• [PROMPT] Copy out the entries below word for word, from the first line of the entries through the line that contains "x=220, y=55", including both of those lines.

Start DATA LISTING

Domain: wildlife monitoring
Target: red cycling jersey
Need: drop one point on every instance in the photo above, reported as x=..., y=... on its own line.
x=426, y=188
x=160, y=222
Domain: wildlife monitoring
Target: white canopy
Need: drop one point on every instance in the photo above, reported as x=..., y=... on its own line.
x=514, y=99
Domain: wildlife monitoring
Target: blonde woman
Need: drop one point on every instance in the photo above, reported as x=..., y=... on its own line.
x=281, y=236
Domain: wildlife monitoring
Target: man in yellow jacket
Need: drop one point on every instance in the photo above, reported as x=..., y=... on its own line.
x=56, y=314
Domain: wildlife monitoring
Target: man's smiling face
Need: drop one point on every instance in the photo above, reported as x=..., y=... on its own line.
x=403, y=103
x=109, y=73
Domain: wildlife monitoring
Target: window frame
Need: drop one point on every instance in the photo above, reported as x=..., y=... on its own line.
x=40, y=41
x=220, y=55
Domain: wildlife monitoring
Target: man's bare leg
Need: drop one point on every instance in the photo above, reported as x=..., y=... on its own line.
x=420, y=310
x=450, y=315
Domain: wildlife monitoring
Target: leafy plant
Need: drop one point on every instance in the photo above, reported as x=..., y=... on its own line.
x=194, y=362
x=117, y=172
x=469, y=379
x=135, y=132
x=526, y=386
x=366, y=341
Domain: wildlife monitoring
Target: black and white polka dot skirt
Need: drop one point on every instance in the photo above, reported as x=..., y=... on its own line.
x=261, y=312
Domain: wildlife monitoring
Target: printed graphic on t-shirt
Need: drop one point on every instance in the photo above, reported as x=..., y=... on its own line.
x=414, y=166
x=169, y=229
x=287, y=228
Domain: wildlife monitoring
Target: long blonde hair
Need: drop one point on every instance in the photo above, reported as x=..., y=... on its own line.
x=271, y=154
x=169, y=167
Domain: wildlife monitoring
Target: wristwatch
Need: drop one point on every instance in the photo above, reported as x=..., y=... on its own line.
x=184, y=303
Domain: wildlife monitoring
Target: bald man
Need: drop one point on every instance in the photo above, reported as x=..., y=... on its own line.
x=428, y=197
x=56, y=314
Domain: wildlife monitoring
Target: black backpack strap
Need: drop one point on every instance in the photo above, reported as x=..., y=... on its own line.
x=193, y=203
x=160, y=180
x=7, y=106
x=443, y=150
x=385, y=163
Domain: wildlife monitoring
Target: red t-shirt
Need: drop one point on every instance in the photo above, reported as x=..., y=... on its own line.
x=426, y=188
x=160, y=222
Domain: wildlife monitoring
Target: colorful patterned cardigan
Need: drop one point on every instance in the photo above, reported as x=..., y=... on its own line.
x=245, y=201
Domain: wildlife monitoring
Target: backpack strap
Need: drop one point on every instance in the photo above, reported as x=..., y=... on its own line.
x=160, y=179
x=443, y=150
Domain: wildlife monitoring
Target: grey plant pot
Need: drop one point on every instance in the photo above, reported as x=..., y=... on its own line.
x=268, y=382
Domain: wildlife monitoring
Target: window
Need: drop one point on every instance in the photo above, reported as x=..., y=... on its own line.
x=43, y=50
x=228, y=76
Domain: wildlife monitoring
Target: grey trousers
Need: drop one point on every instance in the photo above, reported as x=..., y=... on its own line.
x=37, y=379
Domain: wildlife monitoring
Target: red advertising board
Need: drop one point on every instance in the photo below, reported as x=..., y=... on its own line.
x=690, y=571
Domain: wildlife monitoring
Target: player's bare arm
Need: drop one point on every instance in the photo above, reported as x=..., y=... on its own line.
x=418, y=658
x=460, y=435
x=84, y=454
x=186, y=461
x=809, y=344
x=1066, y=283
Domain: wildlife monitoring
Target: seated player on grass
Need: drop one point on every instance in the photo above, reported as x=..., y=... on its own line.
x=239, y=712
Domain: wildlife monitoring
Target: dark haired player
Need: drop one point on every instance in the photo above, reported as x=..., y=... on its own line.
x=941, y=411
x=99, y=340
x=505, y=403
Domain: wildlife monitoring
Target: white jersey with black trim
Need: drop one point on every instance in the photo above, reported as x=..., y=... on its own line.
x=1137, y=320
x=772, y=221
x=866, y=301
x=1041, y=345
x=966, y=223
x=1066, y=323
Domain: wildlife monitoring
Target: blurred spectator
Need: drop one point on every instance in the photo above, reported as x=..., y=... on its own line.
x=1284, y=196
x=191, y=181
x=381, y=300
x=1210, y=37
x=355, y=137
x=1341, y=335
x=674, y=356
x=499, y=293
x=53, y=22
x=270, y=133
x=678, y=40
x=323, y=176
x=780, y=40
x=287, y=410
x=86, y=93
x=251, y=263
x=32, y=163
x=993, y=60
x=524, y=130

End DATA LISTING

• [TASK OUTPUT]
Domain: wildlife monitoring
Target: red cycling jersey
Need: drop one point on every instance in the photo above, reported as x=..., y=... on its own line.
x=426, y=188
x=160, y=222
Domain: wildlife monitoring
Target: white canopy
Need: drop one point on every instance in the photo above, reported as x=..., y=... on its own line.
x=514, y=99
Domain: wildlife monitoring
Target: blonde woman
Need: drop one point on every instance in the photo above, reported as x=..., y=... on its own line.
x=281, y=236
Domain: wildlife monitoring
Target: man in yellow jacket
Need: drop one point on every instance in the photo above, reported as x=..., y=... on its own line.
x=56, y=314
Domain: wildlife monitoring
Target: man's smiling face
Need: drop one point on every instance in the photo above, reported as x=..., y=... on its own line.
x=403, y=103
x=109, y=73
Domain: wildlife monitoring
Target: window frame
Need: drop one point on every instance in the photo above, reported as x=..., y=... on its own line.
x=40, y=41
x=220, y=55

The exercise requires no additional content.